# TASK PROMPT:
Please state how many lines in the records that follow include "patterned", with no other output.

[[ SOURCE DATA open ]]

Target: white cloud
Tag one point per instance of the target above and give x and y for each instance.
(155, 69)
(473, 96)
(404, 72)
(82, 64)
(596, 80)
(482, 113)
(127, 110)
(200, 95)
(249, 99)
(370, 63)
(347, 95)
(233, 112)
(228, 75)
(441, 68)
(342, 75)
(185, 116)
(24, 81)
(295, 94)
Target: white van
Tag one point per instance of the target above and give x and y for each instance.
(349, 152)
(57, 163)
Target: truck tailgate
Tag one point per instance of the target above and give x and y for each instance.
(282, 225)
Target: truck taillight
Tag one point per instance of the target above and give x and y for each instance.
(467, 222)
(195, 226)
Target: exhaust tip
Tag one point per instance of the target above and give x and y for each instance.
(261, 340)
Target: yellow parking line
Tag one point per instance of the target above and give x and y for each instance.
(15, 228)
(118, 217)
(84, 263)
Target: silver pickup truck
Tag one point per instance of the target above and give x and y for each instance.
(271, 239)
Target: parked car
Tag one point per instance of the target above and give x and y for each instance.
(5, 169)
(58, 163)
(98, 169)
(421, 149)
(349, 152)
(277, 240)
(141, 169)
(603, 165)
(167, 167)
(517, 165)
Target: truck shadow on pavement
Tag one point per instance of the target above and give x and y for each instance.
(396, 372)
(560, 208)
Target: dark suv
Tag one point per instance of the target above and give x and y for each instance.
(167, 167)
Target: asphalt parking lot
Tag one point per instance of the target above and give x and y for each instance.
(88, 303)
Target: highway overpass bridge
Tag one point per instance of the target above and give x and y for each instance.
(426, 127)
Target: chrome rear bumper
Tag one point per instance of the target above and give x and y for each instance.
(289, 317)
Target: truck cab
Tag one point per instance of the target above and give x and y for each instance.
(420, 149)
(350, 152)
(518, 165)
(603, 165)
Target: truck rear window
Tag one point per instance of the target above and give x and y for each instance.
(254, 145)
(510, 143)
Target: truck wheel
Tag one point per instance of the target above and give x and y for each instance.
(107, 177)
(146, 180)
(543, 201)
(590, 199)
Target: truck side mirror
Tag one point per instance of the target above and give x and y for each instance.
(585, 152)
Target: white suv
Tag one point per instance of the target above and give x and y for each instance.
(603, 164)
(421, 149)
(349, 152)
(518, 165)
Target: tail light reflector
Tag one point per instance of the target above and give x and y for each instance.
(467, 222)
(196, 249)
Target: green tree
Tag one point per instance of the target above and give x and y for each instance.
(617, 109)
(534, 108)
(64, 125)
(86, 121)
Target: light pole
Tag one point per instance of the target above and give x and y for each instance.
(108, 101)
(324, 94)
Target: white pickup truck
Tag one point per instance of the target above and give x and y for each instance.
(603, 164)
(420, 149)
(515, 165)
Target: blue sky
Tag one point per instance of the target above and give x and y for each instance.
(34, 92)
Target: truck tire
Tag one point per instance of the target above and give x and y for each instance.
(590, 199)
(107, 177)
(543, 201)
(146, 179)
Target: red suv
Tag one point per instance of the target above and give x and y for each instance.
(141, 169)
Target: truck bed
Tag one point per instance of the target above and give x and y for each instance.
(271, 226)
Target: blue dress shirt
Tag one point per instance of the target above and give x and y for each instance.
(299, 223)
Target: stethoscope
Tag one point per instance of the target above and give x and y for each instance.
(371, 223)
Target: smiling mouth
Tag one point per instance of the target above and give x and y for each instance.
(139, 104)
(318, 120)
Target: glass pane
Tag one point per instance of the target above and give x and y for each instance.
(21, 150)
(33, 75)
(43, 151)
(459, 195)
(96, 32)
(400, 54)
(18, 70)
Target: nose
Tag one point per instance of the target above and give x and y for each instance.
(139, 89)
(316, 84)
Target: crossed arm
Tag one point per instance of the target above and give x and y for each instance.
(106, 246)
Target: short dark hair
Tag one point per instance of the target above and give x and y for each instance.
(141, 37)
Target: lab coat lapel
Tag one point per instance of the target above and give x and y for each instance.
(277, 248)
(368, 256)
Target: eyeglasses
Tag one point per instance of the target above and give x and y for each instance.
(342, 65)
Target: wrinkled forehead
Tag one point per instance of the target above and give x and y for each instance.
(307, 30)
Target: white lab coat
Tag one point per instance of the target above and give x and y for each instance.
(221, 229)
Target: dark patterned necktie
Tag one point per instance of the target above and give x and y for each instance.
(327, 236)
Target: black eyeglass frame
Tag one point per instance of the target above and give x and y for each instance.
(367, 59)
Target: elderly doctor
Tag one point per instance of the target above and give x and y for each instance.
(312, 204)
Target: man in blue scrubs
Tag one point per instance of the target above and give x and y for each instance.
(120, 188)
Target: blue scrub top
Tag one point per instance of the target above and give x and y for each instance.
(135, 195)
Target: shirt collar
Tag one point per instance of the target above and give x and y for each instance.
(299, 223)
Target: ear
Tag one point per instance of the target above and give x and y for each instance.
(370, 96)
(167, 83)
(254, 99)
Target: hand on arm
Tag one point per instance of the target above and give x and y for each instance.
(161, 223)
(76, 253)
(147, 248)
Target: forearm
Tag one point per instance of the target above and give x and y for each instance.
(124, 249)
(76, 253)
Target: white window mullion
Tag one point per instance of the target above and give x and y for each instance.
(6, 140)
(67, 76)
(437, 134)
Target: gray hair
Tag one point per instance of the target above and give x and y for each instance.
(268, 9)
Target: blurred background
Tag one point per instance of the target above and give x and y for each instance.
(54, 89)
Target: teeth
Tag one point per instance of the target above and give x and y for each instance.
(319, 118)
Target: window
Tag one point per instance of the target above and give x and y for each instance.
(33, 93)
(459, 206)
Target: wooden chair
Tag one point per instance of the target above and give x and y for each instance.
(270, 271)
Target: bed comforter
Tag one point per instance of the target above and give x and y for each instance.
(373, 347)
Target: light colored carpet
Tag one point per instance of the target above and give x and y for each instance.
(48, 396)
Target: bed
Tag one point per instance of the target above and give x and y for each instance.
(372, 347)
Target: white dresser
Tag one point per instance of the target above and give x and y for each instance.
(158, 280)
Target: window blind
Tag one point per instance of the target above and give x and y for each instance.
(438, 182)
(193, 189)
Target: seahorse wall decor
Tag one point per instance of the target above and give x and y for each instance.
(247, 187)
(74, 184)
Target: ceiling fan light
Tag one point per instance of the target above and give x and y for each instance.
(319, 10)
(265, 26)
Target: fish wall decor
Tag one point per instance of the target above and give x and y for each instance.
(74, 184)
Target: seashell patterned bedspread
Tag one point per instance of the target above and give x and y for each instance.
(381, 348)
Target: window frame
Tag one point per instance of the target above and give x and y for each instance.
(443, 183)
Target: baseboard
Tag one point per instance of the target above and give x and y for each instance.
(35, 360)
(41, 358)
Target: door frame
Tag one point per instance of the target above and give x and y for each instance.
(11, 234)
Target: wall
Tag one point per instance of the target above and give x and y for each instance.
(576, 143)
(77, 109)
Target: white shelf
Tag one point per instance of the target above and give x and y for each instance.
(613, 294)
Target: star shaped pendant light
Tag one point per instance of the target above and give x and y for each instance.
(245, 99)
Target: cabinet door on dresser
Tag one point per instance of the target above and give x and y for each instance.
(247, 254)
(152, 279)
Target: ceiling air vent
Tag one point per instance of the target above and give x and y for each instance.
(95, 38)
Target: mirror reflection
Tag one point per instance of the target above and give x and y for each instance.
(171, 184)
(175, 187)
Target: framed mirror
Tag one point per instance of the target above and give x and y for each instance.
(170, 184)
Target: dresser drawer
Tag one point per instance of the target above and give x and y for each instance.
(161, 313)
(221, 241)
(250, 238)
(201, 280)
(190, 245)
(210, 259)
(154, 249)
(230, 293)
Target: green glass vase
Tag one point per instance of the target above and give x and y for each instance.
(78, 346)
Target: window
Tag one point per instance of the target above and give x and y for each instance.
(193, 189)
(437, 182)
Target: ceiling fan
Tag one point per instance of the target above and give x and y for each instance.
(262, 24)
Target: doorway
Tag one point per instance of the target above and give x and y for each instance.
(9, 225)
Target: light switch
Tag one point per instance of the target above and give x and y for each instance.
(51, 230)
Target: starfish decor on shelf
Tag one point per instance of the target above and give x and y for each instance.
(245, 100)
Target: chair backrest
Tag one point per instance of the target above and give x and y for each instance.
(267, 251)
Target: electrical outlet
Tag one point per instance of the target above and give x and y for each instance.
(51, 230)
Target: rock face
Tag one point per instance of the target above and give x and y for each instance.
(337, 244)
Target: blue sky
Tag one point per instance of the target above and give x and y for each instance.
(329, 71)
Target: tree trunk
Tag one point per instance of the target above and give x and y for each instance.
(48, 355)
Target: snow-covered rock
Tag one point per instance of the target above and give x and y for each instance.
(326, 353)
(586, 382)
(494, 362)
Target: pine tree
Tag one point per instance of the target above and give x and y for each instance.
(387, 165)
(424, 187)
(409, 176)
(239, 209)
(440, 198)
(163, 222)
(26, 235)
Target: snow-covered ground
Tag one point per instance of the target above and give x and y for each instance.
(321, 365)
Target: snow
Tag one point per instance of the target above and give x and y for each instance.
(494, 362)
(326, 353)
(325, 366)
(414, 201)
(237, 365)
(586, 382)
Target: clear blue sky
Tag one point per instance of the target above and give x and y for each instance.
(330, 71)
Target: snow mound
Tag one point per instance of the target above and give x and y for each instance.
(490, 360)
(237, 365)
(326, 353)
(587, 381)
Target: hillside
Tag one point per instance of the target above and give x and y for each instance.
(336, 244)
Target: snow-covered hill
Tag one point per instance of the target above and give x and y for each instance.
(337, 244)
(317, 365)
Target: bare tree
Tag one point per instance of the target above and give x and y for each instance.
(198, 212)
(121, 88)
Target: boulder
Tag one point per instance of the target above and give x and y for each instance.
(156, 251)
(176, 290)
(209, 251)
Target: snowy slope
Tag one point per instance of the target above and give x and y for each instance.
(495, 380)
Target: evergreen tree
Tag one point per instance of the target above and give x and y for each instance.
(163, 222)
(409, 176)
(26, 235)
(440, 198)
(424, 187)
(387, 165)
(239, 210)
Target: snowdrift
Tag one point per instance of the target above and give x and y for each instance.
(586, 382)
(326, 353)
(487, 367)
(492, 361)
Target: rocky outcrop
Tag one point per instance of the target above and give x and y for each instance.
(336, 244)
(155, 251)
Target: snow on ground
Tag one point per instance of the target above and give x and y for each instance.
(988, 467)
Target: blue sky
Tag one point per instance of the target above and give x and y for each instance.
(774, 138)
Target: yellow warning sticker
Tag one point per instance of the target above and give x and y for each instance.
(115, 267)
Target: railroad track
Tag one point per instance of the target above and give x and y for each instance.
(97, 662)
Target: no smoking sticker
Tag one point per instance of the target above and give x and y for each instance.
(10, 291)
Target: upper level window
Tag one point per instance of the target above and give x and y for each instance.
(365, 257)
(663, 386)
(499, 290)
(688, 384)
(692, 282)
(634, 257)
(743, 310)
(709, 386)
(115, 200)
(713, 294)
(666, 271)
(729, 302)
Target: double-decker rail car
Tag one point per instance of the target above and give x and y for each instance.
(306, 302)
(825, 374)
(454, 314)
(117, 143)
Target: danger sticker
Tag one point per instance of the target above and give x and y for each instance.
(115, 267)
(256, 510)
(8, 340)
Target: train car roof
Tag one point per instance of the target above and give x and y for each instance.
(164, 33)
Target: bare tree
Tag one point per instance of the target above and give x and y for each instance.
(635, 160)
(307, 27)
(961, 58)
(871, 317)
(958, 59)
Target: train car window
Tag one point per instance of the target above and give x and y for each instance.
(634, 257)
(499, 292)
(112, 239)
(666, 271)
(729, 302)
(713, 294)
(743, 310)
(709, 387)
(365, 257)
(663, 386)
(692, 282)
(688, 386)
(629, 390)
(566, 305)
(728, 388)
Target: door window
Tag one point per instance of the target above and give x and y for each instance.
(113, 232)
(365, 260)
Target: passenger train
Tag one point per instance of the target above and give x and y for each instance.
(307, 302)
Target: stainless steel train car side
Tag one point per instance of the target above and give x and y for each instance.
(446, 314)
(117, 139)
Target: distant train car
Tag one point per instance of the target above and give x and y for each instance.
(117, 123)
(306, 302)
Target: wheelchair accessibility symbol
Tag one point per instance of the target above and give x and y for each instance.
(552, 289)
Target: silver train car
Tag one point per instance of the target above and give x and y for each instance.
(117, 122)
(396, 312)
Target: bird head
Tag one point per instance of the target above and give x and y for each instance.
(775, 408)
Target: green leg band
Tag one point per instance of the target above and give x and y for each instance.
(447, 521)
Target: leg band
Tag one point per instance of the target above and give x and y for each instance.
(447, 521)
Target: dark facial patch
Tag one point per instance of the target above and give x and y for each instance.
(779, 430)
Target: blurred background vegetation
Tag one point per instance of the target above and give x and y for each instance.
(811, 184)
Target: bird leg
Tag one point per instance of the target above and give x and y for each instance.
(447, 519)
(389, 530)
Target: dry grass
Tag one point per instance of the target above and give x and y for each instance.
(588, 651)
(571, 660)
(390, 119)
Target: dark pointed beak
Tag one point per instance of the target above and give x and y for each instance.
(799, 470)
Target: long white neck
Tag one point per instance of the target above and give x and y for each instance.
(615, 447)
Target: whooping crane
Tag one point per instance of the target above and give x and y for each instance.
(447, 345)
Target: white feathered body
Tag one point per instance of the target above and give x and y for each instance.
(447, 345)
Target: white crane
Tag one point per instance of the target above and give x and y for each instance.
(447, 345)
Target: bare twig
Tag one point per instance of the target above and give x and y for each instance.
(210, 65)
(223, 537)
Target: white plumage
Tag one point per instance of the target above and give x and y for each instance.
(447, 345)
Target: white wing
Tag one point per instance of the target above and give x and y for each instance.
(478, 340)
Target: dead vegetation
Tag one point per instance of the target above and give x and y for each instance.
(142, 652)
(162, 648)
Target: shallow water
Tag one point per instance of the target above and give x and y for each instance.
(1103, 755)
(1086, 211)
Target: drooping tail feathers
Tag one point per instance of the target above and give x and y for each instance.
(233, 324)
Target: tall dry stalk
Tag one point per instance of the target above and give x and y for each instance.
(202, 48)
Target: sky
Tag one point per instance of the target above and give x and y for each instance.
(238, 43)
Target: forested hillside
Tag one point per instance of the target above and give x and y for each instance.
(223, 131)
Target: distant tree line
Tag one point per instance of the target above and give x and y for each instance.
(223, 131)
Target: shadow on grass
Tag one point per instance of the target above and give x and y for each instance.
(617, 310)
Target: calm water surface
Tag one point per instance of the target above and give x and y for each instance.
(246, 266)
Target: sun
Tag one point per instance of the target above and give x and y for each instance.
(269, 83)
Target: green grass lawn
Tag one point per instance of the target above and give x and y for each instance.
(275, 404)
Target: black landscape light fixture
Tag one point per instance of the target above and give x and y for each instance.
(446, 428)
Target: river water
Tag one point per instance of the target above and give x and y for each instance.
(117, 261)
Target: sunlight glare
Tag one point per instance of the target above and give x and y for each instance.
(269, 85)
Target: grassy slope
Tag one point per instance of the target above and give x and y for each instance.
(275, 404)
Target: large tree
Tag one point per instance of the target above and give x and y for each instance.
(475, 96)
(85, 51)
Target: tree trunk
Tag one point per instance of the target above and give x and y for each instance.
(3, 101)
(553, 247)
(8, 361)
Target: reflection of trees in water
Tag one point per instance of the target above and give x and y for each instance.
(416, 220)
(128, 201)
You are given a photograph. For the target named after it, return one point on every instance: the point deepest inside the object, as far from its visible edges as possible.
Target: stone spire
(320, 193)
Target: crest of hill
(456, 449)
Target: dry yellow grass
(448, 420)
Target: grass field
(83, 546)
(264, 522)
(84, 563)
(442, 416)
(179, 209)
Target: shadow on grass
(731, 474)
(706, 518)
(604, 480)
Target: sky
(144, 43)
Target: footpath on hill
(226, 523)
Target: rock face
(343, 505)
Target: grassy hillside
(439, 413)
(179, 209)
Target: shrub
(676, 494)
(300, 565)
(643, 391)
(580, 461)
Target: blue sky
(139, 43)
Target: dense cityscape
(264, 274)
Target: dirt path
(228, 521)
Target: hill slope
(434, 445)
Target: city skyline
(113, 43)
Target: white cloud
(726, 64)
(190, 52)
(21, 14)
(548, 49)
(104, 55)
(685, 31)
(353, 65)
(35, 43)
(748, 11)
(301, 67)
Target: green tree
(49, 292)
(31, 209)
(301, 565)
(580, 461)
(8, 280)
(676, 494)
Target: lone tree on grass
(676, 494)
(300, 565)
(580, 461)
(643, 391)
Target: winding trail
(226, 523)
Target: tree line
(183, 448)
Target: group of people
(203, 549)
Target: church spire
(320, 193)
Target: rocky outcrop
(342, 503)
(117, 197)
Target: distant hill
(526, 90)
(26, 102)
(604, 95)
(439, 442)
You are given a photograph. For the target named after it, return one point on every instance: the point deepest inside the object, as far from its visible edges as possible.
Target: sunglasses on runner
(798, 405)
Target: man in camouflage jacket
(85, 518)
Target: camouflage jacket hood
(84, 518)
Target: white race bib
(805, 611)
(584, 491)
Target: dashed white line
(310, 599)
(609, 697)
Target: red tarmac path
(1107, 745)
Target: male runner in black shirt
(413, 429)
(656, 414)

[[ SOURCE DATA closed ]]

# RESPONSE TO THE EXERCISE:
2